• Task goal: Each line of the data below from the one holding "Target: bare dirt" to the one holding "Target: dancing woman", inclusive, is to be reproduced exactly; no other line belongs in the answer.

• Records for the exercise:

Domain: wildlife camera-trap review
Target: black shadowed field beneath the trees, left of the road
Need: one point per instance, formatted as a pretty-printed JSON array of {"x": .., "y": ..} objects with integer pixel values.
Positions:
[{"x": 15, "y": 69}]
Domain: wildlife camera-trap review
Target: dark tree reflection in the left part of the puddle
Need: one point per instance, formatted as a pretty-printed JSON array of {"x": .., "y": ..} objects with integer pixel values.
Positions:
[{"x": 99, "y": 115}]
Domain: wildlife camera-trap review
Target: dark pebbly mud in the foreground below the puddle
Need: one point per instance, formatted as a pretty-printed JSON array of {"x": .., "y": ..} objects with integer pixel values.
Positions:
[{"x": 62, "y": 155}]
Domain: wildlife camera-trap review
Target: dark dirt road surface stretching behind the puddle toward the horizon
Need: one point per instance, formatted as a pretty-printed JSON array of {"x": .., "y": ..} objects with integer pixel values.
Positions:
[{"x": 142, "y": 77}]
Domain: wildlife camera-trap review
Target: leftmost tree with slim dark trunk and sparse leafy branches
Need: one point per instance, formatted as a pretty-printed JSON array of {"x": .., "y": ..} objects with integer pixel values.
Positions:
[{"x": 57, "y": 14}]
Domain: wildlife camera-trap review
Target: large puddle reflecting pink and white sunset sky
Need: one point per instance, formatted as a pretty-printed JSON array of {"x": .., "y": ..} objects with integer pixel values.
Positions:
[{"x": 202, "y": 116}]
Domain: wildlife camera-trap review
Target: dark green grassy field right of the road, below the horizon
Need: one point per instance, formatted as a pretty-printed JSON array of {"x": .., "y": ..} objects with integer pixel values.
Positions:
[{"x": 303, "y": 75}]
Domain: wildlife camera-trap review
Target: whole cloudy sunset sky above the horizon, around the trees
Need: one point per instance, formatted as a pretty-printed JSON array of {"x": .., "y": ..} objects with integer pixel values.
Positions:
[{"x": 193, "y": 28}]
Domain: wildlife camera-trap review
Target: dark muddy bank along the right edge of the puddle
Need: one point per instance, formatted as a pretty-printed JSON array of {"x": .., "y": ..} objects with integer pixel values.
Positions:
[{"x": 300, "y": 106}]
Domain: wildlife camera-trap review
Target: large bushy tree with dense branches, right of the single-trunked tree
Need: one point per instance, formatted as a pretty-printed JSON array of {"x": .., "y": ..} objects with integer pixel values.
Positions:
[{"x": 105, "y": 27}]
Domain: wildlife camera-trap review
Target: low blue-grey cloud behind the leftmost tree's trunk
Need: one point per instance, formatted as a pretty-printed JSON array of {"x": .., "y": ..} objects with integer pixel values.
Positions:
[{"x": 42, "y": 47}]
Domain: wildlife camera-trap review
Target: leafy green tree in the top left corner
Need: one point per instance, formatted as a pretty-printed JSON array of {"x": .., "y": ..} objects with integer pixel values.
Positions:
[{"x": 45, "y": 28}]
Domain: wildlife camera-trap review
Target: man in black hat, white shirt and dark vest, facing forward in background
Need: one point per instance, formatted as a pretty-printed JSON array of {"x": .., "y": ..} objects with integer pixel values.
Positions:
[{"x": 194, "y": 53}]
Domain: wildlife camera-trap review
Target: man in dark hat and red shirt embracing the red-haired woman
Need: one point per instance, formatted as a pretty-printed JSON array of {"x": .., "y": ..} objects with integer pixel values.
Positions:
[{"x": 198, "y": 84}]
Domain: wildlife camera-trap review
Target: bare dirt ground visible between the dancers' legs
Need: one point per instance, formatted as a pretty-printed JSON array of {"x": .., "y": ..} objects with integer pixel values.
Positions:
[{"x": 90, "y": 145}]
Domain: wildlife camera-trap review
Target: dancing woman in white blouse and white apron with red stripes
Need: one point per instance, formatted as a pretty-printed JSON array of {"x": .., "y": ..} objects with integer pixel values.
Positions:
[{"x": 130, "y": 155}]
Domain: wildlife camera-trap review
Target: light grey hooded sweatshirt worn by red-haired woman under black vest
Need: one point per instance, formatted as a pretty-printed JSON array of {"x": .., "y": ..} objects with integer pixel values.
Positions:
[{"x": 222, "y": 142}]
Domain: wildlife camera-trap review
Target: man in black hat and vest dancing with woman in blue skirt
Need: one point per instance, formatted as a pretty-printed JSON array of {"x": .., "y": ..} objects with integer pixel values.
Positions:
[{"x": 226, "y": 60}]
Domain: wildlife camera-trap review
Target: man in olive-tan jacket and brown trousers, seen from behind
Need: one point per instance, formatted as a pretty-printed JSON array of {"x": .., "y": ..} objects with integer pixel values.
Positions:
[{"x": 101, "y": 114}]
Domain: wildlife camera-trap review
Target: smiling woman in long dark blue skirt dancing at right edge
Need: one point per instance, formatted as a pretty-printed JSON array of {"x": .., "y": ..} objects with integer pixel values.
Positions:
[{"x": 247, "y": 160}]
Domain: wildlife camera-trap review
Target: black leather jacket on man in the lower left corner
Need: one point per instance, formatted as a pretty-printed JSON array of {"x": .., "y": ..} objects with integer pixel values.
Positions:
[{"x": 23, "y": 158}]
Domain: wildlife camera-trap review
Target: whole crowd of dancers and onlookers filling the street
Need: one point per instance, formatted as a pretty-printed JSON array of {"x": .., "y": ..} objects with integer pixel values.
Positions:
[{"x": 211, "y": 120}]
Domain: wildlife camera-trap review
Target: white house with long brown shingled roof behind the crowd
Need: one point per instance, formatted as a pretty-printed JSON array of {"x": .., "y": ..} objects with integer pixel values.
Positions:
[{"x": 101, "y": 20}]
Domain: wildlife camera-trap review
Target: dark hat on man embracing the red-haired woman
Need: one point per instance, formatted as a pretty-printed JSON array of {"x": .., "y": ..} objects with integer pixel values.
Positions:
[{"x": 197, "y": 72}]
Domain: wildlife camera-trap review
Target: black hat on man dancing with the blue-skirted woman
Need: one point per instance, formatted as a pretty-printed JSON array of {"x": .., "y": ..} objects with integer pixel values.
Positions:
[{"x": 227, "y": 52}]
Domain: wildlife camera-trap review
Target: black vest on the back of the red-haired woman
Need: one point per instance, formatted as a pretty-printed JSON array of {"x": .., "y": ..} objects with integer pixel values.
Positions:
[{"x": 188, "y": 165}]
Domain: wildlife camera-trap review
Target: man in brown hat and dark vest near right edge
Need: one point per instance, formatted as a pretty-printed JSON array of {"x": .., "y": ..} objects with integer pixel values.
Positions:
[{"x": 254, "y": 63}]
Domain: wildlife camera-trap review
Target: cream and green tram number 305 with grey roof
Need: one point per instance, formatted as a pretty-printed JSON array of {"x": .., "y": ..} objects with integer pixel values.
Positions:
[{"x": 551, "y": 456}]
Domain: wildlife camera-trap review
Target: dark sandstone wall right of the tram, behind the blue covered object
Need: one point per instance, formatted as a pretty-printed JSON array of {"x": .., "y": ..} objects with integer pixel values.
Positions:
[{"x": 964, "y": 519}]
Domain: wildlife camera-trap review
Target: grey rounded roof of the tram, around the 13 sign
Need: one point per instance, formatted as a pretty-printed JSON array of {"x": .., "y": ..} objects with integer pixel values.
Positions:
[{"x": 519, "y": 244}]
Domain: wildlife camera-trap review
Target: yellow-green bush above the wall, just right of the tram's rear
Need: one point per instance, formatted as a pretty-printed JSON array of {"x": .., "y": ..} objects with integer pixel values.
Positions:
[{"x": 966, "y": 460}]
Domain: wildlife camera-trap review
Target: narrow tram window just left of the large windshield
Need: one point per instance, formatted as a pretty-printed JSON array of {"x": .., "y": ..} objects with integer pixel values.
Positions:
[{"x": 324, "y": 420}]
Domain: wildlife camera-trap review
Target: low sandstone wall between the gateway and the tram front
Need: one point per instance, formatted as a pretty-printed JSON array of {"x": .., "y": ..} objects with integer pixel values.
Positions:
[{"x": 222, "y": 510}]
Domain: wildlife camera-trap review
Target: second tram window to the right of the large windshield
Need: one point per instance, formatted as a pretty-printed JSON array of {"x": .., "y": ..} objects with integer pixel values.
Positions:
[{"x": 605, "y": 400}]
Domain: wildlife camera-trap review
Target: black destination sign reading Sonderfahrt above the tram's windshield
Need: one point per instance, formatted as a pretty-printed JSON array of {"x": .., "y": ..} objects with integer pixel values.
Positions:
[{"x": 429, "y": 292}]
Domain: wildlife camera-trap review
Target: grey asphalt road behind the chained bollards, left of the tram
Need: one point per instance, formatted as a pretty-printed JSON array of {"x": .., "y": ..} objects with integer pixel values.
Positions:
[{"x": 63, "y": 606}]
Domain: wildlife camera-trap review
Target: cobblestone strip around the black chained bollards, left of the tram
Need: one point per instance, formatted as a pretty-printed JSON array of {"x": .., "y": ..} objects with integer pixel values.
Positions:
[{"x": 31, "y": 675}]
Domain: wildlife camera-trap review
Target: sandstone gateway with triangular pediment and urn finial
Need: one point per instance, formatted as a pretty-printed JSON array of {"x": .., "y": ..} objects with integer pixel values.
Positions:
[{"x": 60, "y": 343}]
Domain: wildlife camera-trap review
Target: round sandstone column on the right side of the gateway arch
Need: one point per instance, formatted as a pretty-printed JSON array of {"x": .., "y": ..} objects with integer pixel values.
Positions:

• Finished task:
Target: bare dirt ground visible between the dancers' legs
Need: one point per instance, formatted as a pretty-printed JSON array of {"x": .., "y": ..} objects with integer pixel values.
Positions:
[{"x": 90, "y": 145}]
Domain: wildlife camera-trap review
Target: dancing woman in white blouse and white apron with red stripes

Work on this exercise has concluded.